>> start
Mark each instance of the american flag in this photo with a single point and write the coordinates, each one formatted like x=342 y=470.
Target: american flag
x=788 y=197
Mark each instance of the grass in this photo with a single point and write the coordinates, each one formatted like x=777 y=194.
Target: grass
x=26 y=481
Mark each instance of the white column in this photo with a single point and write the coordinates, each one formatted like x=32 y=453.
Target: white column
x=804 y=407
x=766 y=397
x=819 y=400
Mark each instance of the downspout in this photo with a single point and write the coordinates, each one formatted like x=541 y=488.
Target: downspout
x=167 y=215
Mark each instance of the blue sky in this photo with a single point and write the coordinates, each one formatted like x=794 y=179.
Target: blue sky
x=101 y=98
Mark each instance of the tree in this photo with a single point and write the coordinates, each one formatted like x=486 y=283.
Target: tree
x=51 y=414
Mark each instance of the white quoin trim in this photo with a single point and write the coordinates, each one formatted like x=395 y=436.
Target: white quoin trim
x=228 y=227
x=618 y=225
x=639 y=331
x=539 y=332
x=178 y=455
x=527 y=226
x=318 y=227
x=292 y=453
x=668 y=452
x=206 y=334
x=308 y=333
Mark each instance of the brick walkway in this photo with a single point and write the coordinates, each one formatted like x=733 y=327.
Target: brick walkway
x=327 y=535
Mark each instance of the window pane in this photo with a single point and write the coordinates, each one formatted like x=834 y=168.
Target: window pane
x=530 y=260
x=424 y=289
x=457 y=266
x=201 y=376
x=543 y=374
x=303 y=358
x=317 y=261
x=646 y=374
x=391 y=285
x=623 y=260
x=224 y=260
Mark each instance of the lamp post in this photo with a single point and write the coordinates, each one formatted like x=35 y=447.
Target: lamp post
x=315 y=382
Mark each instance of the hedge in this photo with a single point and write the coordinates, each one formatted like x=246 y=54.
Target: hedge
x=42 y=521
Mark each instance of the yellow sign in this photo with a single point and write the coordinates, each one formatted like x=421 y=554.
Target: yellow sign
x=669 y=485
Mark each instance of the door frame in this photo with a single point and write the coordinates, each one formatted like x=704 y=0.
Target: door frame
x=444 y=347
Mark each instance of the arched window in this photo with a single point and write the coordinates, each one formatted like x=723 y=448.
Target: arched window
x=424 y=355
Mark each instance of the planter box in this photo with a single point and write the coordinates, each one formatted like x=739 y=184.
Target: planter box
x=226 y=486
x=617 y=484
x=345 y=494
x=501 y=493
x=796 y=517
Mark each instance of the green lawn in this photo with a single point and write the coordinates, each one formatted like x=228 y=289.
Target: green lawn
>> end
> **STATED TASK**
Change "with a single point" to "with one point" everywhere in the material above, and leave every other part of the material unchanged.

> **THE ANSWER**
Mark each instance of the american flag in this photo with one point and write the coordinates, each one formatted like x=342 y=470.
Target: american flag
x=788 y=197
Mark each instance of the grass in this photo with one point and write the coordinates, each one formatted like x=777 y=194.
Target: grass
x=26 y=481
Mark each instance of the white column in this photo with one point and write the coordinates, each one formatted like x=32 y=453.
Target: white column
x=804 y=407
x=766 y=397
x=819 y=400
Mark each instance of the downspout in this photo with one point and write the coordinates, each one formatted like x=541 y=488.
Target: downspout
x=167 y=215
Mark each instance of the blue sky in this photo with one point and write the coordinates, each one formatted like x=794 y=179.
Target: blue sky
x=101 y=98
Mark each instance of the tree in this photo with one point and write the coordinates, each one formatted like x=486 y=283.
Target: tree
x=51 y=414
Mark each instance of the white quoin trim in this photo with one point and write the coordinates, each one formatted like x=395 y=436.
Target: white quoin trim
x=228 y=227
x=618 y=225
x=639 y=331
x=539 y=332
x=178 y=455
x=527 y=226
x=318 y=227
x=292 y=453
x=668 y=452
x=206 y=334
x=308 y=333
Mark each instance of the brick walkway in this photo with one point and write the coordinates, each one formatted like x=733 y=327.
Target: brick walkway
x=327 y=535
Mark each instance of the window pane in this photo with one point and write the coordinates, each one formatted like x=834 y=168.
Target: window pane
x=530 y=260
x=424 y=289
x=457 y=266
x=201 y=376
x=543 y=374
x=303 y=358
x=317 y=261
x=646 y=374
x=391 y=285
x=623 y=260
x=224 y=260
Mark each instance of the lamp post in this photo with one point and write the coordinates, each one formatted like x=35 y=447.
Target: lamp post
x=315 y=382
Mark each instance of the hedge in this photo with one point and write the coordinates, each one formatted like x=246 y=54.
Target: hedge
x=42 y=521
Mark each instance of the yellow sign in this photo with one point and write the coordinates, each one formatted like x=421 y=554.
Target: yellow sign
x=669 y=485
Mark each instance of the door frame in this photo with one point and write the coordinates, each one formatted like x=704 y=0.
Target: door frame
x=444 y=347
Mark each instance of the arched window in this photo with one point and write the coordinates, each one formatted like x=723 y=448.
Target: arched window
x=424 y=355
Mark each instance of the planter box in this photo with one point and write the coordinates, each one formatted like x=739 y=184.
Target: planter box
x=226 y=486
x=617 y=484
x=345 y=494
x=501 y=493
x=796 y=517
Mark each instance of the green lawn in this photo with one point and write the coordinates, each one formatted like x=228 y=289.
Target: green lawn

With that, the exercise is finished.